**TEKS BACAAN**
#####

M. Khaliq Shalha |
Dalam tasawuf dikenal istilah 'uzlah (uzlah) sebagai
salah satu rukun mujahadah. Uzlah oleh sebagian pakar dimaknai sebagai sebuah
sikap mengasingkan diri untuk memusatkan perhatian pada ibadah dengan berzikir dan
bertafakur kepada Allah SWT.
Uzlah dengan tujuan tersebut dapat dibenarkan dan
mulia. Pada saat-saat tertentu memang dianjurkan menyendiri, di antaranya
sewaktu bermunajat atau berzikir melantunkan wirid. Kala itu bagi penempuh
jalan untuk mendekatkan diri kepada Allah (salik) sangat dianjurkan menjauhkan
diri dari orang banyak dan kebisingan. Hal ini disebut zikir khafi.
Mereka berlandaskan firman Allah sebagai berikut.
وَاذْكُرْ
رَبَّكَ فِي نَفْسِكَ تَضَرُّعًا وَخِيفَةً وَدُونَ الْجَهْرِ مِنَ الْقَوْلِ
بِالْغُدُوِّ وَالآصَالِ وَلا تَكُنْ مِنَ الْغَافِلِينَ .
Dan sebutlah (nama)
Tuhannmu dalam hatimu dengan merendahkan diri dan rasa takut, dan dengan tidak
mengeraskan suara, di waktu pagi dan petang, dan janganlah kamu termasuk
orang-orang yang lalai. (QS. Al-'Araf [7]: 205).
Sikap mengasingkan diri tersebut pada momen tertentu
dalam agenda kehidupan sehari-hari sebagai perenungan untuk introspeksi diri.
Bukan pengasingan secara permanen dengan motif menghindari hiruk pikuk
kehidupan sosial dan tak mau tahu tentang tanggung jawab urusan sosial
kemasyarakatannya.
Dalam sejarah kehadiran gerakan tasawuf ke dunia ini
bermula sebagai upaya mengatasi krisis akhlak yang menimpa masyarakat Islam di masa
lalu, tepatnya pada rentang 650-1250 M ketika umat Islam bergelimang harta dan
kemewahan sehingga terjerumus pada kehidupan berfoya-foya, berbuat durjana dan
berlumuran dosa. Mereka lupa pada tugasnya sebagai khalifah Allah di muka bumi
ini. Mereka tak sanggup lagi memikul beban tugas untuk membangun masyarakat
seutuhnya. Dalam keadaan sakit mental demikian, datanglah serbuan bangsa Mongol
pada tahun 1258 M dan berhasil mengalahkan umat Islam dengan meluluh lantahkan
kota Bagdad secara menyedihkan, memilukan dan memalukan.

#####

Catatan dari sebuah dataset

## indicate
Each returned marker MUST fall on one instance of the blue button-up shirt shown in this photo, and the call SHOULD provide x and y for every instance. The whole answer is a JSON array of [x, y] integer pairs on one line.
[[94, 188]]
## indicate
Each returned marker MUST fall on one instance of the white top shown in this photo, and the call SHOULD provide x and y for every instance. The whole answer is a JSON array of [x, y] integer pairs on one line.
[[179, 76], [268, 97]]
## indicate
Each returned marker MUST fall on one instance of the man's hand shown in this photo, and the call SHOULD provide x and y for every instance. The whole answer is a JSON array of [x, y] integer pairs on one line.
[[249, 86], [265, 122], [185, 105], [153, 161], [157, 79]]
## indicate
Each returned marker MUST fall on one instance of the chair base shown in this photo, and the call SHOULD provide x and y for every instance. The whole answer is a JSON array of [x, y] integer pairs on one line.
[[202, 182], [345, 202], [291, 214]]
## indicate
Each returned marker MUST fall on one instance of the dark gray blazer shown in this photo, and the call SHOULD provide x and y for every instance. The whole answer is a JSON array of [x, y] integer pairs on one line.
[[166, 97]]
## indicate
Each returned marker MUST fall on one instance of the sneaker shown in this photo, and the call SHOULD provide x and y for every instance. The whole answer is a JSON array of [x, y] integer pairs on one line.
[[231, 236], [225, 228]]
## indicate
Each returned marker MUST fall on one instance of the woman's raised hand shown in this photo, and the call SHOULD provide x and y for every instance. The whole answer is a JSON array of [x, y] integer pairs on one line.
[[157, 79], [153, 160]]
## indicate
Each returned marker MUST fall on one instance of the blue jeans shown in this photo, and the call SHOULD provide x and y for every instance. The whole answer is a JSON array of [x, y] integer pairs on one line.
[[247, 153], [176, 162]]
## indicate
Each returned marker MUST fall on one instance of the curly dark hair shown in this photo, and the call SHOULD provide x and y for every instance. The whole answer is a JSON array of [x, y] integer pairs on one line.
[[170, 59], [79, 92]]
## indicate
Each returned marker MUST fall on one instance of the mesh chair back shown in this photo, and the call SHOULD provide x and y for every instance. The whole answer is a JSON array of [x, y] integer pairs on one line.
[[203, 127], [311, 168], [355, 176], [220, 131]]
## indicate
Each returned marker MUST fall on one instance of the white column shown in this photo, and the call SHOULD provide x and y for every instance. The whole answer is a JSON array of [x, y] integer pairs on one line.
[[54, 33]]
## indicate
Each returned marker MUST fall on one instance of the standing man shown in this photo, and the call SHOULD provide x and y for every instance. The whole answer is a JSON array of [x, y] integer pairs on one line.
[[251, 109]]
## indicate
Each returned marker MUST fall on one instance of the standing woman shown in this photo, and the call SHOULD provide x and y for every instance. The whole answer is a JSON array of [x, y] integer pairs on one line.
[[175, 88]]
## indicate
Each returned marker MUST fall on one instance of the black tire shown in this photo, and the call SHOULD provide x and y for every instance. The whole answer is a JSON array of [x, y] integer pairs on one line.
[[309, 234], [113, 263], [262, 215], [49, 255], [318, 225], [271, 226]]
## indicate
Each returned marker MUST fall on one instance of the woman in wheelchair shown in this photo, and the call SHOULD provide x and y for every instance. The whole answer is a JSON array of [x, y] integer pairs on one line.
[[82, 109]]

#####

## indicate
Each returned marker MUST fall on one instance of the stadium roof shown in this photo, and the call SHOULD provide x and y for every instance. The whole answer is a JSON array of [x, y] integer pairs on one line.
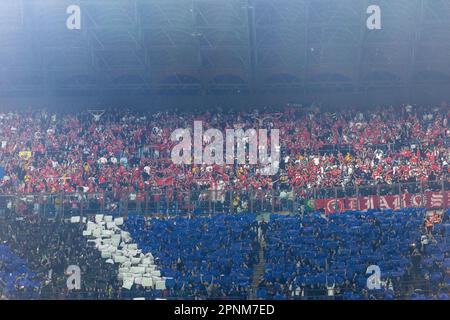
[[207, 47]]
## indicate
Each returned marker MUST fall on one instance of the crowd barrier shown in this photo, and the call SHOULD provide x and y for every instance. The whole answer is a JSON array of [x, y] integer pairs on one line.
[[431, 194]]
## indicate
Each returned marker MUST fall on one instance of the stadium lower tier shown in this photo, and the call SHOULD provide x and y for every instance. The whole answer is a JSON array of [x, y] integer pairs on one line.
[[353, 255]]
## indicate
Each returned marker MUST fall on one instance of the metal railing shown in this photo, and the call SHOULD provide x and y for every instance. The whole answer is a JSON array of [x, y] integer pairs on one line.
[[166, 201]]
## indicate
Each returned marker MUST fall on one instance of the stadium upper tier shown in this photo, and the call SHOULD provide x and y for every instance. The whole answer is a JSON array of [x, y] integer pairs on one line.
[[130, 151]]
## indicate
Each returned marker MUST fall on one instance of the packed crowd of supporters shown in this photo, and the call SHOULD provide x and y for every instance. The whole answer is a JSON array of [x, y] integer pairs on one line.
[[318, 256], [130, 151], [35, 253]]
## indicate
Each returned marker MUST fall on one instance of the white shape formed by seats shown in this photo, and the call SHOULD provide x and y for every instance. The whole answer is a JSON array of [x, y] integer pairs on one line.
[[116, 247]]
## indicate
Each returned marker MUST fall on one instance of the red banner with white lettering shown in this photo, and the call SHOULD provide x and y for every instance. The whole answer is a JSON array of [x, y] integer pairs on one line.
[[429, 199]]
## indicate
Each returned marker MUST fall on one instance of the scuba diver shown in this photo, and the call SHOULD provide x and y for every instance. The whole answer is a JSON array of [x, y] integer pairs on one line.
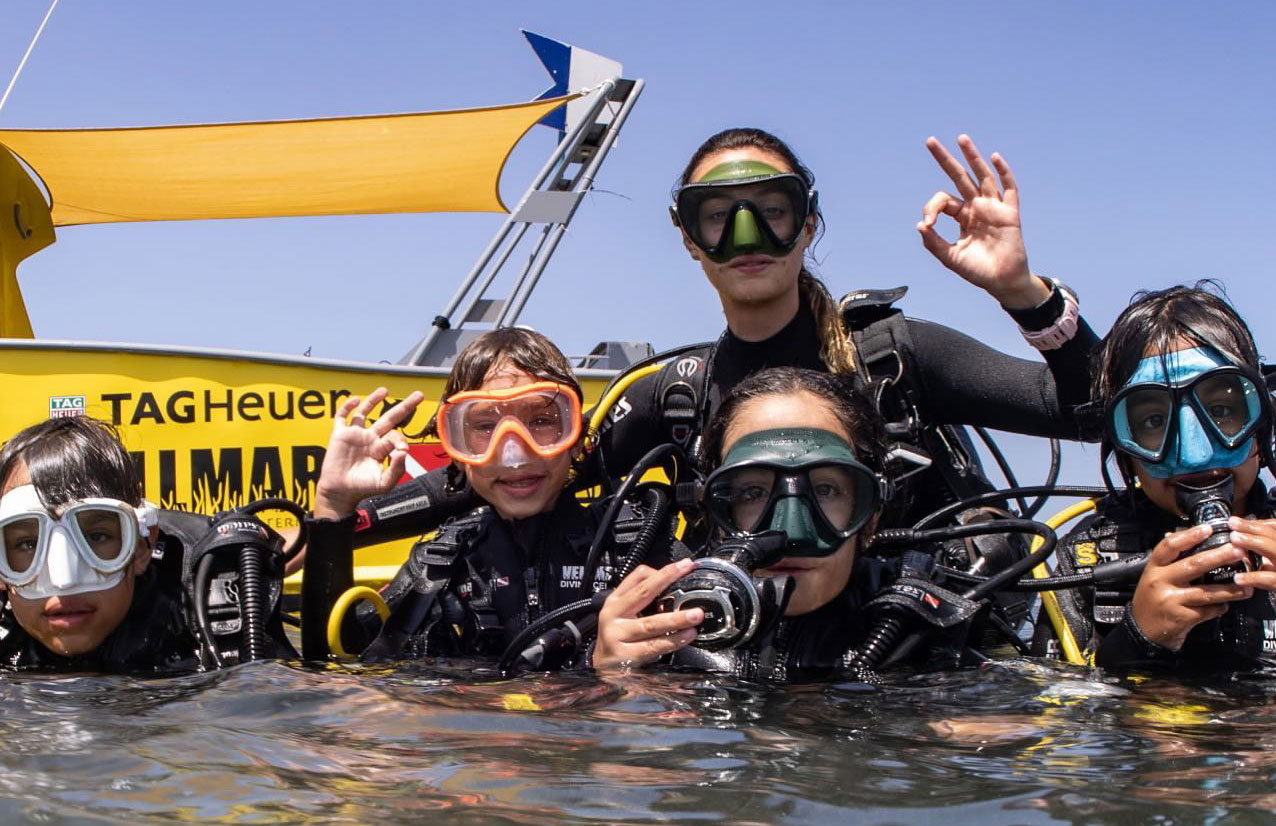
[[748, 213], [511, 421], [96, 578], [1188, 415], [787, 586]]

#####

**TUGAS LATIHAN INI**
1. Kembalikan setiap baris catatan di atas yang memuat kata "crowd".
2. Tolong lanjutkan teks tentang uzlah dan sejarah tasawuf, mulai setelah kalimat terakhirnya.

**JAWABAN**
1.
Each returned marker MUST fall on one instance of the crowd barrier shown in this photo, and the call SHOULD provide x and y for every instance. The whole answer is a JSON array of [x, y] integer pairs on one line.
Each returned marker MUST fall on one instance of the packed crowd of supporters shown in this photo, and the call SHOULD provide x and y for every instance. The whole answer is a JSON array of [x, y] integer pairs on one line.

2.
Kondisi bahaya semacam ini memantik umat Islam segera
introspeksi diri dengan membangun etos kerja kembali dengan dipandu oleh akhlak
mulia yang dibangun dari tasawuf. Namun, faktanya terjadi ketidakseimbangan
dalam pengamalannya. Umat Islam cenderung lebih menangkap aspek ritualitas
lahiriah dari tasawuf tersebut. Mereka asyik berzikir dan berwirid tanpa
memberikan pengaruh ke dalam gerakan sosial kemasyarakatan. Mereka malah
semakin jauh dari realitas masyarakat, tidak peduli pada lingkungannya sehingga
akhirnya keadaan umat Islam semakin mundur sekian langkah ke belakang. Dalam
keadaan demikian, wajar apabila muncul tuduhan bahwa tasawuf merupakan biang
keladi keterpurukan umat Islam.
Uzlah dengan motif menghindar dari problematika hiruk
pikuk kehidupan sosial bukanlah alternatif yang baik dan elegan bagi kaum muslimin
pemakmur kehidupan. Dengan demikian, pengertian dan penghayatan uzlah secara
arif dan produktif perlu dirumuskan. Uzlah bukan berarti seseorang harus
bertapa dan meninggalkan hiruk pikuk aktivitas positif dalam lingkungan sosial
di mana ia menjalani hidupnya. Karena ketika semua orang bersikap memilih minggat
dari kehidupan nyata, siapa lagi yang bisa diharapkan mengurusi masyarakatnya?
Tugas untuk mengelola segala sumber daya kehidupan di
muka bumi ini dibebankan kepada manusia, bukan kepada makhluk halus seperti
malaikat dan jin. Menghindar dari tanggung jawab berarti membangkang terhadap
kehendak Allah dalam menjadikan manusia sebagai khalifah-Nya di bumi. Seorang muslim harus mampu hidup tegar di
tengah-tengah masyarakatnya, seperti yang telah dicontohkan oleh junjungan
kita, Nabi Muhammad SAW. Dalam beberapa ayat, Al-Qur'an menuturkan pemberdayaan
umat yang dilakukan oleh beliau dan pada saat yang sama beliau mampu mengukur
jarak dengan mereka sehingga ekses negatif mereka tidak mengefek kepadanya.
Mengenai ayat dimaksud, akan saya kemukakan di bawah nanti.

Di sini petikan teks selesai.